— Stored records —

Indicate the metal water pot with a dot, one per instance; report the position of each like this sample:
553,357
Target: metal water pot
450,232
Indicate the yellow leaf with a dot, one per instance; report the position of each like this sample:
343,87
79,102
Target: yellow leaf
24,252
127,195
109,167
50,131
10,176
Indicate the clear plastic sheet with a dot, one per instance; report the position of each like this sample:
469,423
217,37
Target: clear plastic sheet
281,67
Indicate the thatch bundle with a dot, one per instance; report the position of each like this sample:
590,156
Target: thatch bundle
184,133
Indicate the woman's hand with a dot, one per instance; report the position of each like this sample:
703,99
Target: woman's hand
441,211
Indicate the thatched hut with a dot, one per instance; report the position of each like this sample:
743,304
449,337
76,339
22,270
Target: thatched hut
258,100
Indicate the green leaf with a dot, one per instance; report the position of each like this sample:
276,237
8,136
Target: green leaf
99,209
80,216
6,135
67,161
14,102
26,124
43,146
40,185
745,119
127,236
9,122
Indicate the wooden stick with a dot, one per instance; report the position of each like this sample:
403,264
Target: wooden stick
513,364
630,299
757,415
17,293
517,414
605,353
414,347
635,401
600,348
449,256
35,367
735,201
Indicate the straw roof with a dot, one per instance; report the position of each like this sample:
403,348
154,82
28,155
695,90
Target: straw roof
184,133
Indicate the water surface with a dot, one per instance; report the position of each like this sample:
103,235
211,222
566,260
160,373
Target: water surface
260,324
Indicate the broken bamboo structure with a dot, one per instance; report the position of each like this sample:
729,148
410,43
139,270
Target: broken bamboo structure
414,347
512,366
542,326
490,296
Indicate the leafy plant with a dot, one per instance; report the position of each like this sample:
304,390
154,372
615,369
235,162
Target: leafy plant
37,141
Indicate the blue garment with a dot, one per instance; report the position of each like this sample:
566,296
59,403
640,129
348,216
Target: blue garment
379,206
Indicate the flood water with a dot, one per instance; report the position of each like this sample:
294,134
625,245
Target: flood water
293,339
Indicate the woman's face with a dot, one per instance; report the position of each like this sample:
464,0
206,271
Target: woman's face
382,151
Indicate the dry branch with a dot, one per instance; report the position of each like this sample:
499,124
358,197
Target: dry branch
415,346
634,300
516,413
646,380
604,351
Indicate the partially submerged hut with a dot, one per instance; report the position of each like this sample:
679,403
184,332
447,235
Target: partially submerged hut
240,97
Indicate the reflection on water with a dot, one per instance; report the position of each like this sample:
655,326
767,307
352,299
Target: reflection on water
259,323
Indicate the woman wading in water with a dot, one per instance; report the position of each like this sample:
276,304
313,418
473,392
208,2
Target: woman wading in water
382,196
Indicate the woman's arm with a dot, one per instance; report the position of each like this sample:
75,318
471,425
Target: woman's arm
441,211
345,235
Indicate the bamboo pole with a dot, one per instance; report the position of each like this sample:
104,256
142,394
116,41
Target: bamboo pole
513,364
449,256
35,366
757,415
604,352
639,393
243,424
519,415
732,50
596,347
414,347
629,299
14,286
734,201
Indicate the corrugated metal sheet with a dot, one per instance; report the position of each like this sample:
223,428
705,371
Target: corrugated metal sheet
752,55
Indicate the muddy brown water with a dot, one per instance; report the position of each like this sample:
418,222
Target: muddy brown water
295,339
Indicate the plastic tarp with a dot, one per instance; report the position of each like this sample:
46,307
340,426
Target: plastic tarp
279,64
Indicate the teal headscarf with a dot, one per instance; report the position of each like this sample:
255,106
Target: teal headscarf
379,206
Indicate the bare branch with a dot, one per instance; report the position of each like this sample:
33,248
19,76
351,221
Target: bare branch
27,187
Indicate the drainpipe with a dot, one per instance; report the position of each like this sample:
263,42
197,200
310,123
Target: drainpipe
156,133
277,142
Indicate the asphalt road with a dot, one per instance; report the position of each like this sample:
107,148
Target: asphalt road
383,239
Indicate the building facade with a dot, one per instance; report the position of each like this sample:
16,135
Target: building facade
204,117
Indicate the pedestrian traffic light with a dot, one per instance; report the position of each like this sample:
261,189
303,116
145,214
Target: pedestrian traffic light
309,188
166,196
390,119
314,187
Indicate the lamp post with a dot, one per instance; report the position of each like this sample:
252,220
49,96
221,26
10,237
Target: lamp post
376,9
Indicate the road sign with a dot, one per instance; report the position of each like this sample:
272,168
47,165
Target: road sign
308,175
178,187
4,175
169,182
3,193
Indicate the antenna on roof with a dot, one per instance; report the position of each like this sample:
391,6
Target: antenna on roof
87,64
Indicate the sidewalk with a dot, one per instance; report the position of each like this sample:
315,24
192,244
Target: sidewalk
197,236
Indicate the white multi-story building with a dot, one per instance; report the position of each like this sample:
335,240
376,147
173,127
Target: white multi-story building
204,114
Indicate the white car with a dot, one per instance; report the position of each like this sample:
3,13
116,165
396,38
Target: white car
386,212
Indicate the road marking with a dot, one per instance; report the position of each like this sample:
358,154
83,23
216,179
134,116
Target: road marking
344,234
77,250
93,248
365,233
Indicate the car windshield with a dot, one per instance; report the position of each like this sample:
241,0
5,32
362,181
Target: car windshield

— What is required —
Rewrite all of the rows above, putting "Object" in place of every "Target" and keeping everything else the same.

— Finished answer —
Indicate the metal water pot with a dot, one per instance; report the position of each like this sample:
553,357
Object: metal water pot
450,232
Indicate the yellow leaf with a dot, one per instance; report the position of each like this sample:
343,87
79,102
Object: yellow leaf
24,252
127,195
109,167
50,131
10,176
Indicate the clear plastic sheet with a dot, one per instance; report the position of each like this sample:
469,423
217,37
Object: clear plastic sheet
281,67
Indicate the thatch bundle with a dot, one per instance; report the position of each like this sample:
590,156
Object: thatch bundle
184,133
Indicate the woman's hand with a dot, one per instance; report the position of each like this sample:
703,99
Object: woman's hand
441,211
Indicate the thatched hut with a dot, one per instance; report the position of each like this sample:
743,304
449,337
76,339
22,270
Object: thatched hut
258,100
Indicate the green leaf with a dot, one per instance; report the position of each like this sample:
276,237
8,136
Object: green leaf
99,209
80,216
6,135
67,161
14,102
26,124
43,146
40,185
745,119
127,236
9,122
Indicate the wooden stick with a dot, one per instance; report the position of each like this sample:
403,264
Object: wooden stick
513,364
630,299
757,415
17,293
517,414
605,353
414,347
635,401
600,348
449,256
35,367
735,201
Indicate the straw roof with a dot, one per instance; report the position of each like this sample:
403,348
154,82
28,155
695,90
Object: straw roof
184,133
Indicate the water surface with a dot, one per instance; report the position of each like this sample:
103,235
211,222
566,260
160,373
Object: water surface
260,324
Indicate the broken bamboo structure with a dot, one per instance; report the position of each like this sample:
729,148
410,43
139,270
Object: broken bamboo structure
414,347
512,366
542,326
490,296
Indicate the leafy plant with a dot, one per instance; report the position of each like this sample:
304,390
154,372
615,369
235,162
Object: leafy plant
37,141
Indicate the blue garment with a dot, one per instance; report the position of each like this sample:
566,296
59,403
640,129
348,216
Object: blue garment
379,206
Indicate the flood water with a dot, one per instance; report the position of each like this sample:
294,134
625,245
Object: flood water
293,339
Indicate the woman's face with a dot, one per instance; report the position of each like this sample:
464,0
206,271
Object: woman's face
382,151
Indicate the dry branch with a dot, one per instance; report the position of each like this sample:
499,124
358,197
Object: dry branch
415,346
634,300
516,413
646,380
604,351
Indicate the partially submerged hut with a dot, one per instance; report the position of each like this sample:
679,403
184,332
447,235
Object: partially submerged hut
240,97
Indicate the reflection on water with a dot, one per instance; report the position of each like this sample:
655,326
767,307
352,299
Object: reflection on water
259,323
Indicate the woman wading in water with a dot, one per instance; report the position of each like this sample:
276,304
313,418
473,392
208,2
Object: woman wading in water
382,196
Indicate the woman's arm with a dot, one per instance; report the position of each like this sample:
75,318
471,425
Object: woman's arm
441,211
345,235
Indicate the bamboo pole with a dot, one per instance; report the position of each like this sample:
104,256
142,394
116,41
Object: bamboo pole
513,364
449,256
35,366
757,415
604,352
639,393
243,424
519,415
732,50
596,347
414,347
629,299
14,286
734,201
Indicate the corrugated metal sheet with a dot, one per instance; report the position of each like this sample:
223,428
705,371
Object: corrugated metal sheet
752,55
Indicate the muddy brown water with a dot, one per instance; report the position of each like this sample:
418,222
Object: muddy brown water
295,339
Indicate the plastic tarp with a dot, one per instance; report the position of each like this sample:
46,307
340,426
Object: plastic tarp
279,64
Indicate the teal headscarf with a dot, one per instance; report the position of each like this sample:
255,106
Object: teal headscarf
379,206
Indicate the bare branch with a dot, one per instance; report the position of each like this sample:
33,248
19,76
351,221
Object: bare branch
27,187
Indicate the drainpipe with a dot, one per instance; report the position of each like this sample:
263,42
197,200
310,123
Object: drainpipe
156,133
277,142
Indicate the asphalt road with a dot, one per instance; report the position of each like this sample:
107,148
Object: asphalt road
383,239
Indicate the building facade with a dot, one per instance; report the position of each like this sample:
16,135
Object: building facade
204,117
Indicate the pedestrian traffic light with a dot, one per instance; report the position of each like this sample:
261,189
303,116
145,214
Object: pedestrian traffic light
309,188
166,196
390,119
314,187
Indicate the lamp post with a dot, one per instance; report the position of each like this sample:
252,220
49,96
221,26
10,237
Object: lamp post
376,9
Indicate the road sign with a dot, one per instance; report the position of each like this sample:
272,168
47,165
Object: road sign
308,175
178,187
4,175
169,182
3,193
Indicate the antenna on roof with a dot, one per instance; report the position of each like this sample:
391,6
Object: antenna on roof
87,64
Indicate the sidewalk with a dot, one per instance; report the position of each like this sample:
315,24
192,244
Object: sidewalk
197,236
Indicate the white multi-story building with a dot, one per instance; report the position of each like this sample:
335,240
376,147
173,127
Object: white multi-story building
204,114
Indicate the white car with a dot, one per instance; report the position of each like this sample:
3,13
116,165
396,38
Object: white car
386,212
Indicate the road marking with a dot, one per instance; report the position of each like this sample:
358,154
83,23
216,179
134,116
Object: road marking
344,234
77,250
93,248
365,233
Indicate the car windshield with a dot, one per instance; report the position of each like this sample:
241,0
5,32
362,181
Object: car windshield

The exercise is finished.